What this task involves -> Output the entries below exactly, from the first line to the line holding "positive clicks: (661, 310) (546, 402)", both included.

+++ Material to process +++

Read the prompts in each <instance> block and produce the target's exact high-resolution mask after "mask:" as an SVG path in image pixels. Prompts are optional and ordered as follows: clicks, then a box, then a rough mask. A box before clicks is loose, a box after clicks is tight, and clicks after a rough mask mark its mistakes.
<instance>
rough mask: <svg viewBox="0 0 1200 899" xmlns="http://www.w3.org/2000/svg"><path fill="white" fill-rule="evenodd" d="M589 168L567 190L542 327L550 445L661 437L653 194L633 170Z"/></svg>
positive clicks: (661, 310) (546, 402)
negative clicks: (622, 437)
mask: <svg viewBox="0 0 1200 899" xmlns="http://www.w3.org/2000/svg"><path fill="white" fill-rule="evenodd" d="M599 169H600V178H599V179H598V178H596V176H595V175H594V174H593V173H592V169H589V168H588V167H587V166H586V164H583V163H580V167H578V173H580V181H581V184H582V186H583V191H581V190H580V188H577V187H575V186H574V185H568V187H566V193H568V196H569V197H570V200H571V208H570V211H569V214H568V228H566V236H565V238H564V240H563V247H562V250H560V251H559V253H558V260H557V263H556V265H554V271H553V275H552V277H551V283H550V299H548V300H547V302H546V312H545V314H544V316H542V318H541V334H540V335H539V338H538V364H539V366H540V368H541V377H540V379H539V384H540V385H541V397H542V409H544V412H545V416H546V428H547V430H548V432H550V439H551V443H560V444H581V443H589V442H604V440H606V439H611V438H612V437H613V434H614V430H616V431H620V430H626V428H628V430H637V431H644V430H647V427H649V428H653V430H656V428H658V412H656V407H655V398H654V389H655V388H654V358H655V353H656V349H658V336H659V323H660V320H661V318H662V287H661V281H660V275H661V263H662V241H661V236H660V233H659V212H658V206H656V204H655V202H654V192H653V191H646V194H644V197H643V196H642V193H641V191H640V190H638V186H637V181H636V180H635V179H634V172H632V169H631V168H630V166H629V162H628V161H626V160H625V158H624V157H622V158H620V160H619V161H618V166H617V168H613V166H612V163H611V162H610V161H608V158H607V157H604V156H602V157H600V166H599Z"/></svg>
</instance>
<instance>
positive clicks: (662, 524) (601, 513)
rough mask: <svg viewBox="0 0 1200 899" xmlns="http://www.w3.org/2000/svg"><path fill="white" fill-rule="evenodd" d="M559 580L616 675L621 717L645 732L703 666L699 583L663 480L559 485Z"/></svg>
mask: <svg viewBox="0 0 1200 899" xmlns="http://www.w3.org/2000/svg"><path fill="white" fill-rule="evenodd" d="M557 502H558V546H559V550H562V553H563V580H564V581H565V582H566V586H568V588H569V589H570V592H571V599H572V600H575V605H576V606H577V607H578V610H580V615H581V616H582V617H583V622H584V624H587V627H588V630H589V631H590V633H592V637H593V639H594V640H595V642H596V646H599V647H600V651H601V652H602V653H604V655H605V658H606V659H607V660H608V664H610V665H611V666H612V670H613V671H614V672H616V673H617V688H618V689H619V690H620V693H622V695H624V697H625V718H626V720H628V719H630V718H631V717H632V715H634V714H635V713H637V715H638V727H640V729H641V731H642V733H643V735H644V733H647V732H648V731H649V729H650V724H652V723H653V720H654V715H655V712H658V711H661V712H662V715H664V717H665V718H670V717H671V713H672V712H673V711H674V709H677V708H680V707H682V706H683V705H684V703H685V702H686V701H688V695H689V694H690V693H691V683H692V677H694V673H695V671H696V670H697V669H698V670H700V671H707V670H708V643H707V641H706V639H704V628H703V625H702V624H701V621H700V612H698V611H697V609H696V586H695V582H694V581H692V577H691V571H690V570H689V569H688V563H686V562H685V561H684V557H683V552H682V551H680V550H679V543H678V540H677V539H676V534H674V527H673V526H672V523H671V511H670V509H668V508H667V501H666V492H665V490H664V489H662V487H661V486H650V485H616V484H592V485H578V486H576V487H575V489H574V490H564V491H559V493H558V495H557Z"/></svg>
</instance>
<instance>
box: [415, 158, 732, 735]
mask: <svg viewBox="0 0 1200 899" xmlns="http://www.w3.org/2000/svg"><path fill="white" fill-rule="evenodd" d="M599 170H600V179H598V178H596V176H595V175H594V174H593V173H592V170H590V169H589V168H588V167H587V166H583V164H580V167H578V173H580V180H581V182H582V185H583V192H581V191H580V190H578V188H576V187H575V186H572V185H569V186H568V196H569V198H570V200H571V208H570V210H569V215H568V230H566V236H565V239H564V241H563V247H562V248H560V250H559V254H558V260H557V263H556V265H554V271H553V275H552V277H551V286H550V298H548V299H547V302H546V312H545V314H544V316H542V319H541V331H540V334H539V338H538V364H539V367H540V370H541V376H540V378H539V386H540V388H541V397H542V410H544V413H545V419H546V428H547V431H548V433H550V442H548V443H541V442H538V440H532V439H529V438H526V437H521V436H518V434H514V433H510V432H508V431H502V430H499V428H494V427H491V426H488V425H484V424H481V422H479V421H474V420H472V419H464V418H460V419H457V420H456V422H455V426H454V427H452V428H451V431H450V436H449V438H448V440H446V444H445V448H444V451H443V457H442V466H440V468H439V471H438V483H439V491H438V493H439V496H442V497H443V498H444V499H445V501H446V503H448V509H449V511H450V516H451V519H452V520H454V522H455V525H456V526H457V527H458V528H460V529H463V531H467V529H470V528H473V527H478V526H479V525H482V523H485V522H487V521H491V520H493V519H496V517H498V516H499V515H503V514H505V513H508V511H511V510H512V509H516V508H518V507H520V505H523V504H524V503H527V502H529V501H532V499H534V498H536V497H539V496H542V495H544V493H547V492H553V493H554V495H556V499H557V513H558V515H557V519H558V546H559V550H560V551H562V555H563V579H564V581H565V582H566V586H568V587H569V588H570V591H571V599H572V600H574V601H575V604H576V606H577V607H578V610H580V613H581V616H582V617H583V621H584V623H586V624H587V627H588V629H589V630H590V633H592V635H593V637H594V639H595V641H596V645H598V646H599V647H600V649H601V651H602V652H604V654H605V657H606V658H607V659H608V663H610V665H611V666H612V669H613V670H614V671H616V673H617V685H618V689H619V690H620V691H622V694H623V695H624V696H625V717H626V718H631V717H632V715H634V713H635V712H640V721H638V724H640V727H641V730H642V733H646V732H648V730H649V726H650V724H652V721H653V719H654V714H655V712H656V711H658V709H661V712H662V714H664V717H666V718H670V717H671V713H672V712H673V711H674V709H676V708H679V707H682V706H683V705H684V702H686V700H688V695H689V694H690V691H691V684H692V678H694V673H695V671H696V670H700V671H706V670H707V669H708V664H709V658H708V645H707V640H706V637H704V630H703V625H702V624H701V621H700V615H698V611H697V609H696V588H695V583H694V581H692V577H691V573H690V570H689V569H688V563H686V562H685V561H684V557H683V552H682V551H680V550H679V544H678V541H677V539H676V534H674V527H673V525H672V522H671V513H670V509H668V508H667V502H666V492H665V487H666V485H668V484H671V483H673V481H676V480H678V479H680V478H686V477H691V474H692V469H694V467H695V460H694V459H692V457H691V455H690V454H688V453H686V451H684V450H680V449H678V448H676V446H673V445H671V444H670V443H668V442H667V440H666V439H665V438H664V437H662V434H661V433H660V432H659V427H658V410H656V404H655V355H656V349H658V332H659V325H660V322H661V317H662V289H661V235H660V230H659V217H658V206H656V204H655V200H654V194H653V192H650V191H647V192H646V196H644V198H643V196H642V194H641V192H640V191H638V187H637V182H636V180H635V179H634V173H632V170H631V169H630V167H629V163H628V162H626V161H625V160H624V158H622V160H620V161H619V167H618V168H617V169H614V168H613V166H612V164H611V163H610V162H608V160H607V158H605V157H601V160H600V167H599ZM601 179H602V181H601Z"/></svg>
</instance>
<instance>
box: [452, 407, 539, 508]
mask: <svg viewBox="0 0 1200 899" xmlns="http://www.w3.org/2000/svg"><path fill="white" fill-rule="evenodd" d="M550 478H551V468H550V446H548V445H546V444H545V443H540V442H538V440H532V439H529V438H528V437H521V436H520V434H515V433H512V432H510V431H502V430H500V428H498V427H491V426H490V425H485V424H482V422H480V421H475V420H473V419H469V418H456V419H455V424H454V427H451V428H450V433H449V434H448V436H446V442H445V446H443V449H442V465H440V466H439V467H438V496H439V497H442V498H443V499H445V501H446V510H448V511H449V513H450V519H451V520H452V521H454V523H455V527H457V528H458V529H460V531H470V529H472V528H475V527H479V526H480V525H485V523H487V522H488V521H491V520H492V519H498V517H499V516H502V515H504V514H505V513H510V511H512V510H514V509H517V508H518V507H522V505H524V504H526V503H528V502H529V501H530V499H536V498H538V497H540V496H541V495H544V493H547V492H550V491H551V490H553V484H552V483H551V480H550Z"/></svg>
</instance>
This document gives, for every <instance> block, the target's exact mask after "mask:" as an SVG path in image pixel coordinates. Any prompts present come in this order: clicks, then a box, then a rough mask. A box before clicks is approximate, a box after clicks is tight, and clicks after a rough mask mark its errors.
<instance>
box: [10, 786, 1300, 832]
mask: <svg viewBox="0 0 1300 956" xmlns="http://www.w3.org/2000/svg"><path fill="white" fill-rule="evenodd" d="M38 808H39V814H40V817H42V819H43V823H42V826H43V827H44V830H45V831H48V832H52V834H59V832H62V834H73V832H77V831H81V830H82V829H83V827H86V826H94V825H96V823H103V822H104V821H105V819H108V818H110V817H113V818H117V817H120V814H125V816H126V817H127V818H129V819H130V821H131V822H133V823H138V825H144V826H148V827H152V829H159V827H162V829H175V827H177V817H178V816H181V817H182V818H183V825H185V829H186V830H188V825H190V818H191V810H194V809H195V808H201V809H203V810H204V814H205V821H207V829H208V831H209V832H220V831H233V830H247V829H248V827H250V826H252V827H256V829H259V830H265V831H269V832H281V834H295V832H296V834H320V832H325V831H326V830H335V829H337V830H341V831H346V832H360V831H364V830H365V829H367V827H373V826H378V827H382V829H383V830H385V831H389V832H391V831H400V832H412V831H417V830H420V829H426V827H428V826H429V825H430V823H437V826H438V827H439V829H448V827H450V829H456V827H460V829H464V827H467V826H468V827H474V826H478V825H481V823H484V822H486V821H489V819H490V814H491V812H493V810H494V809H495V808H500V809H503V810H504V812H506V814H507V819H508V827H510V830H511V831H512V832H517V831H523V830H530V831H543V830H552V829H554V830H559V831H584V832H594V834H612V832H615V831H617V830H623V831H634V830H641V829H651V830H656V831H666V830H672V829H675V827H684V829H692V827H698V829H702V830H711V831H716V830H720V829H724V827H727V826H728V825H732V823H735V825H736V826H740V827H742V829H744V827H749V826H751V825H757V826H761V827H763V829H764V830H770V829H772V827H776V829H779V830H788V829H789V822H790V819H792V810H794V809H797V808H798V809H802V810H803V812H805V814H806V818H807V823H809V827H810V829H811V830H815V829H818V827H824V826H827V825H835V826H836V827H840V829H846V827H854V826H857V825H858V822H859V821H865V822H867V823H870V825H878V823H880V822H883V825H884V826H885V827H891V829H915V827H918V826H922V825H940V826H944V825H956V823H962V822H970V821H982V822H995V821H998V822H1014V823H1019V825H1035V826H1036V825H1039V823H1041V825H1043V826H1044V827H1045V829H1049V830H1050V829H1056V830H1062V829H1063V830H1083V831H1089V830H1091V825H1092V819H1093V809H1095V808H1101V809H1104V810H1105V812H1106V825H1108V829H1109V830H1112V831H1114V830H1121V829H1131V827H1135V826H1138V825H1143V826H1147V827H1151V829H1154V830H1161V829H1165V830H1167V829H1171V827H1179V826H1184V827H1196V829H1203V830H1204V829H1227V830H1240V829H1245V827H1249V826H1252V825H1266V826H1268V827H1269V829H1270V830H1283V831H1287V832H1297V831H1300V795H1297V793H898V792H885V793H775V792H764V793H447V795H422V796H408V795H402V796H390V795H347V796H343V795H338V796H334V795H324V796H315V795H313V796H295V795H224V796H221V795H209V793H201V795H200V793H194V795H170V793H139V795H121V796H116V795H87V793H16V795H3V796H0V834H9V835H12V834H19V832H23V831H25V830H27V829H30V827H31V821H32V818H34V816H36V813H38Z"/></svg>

+++

Exercise solution ->
Read the prompts in each <instance> block and produce the target's exact high-resolution mask after "mask:" as an SVG path in image pixels. Prompts are optional and ordered as follows: clicks, then a box, then a rough mask. A box before clicks is loose, a box after clicks is tight, and clicks after a rough mask mark its mistakes.
<instance>
rough mask: <svg viewBox="0 0 1200 899" xmlns="http://www.w3.org/2000/svg"><path fill="white" fill-rule="evenodd" d="M589 168L567 190L542 327L550 445L661 437L653 194L633 170Z"/></svg>
positive clicks: (661, 310) (546, 402)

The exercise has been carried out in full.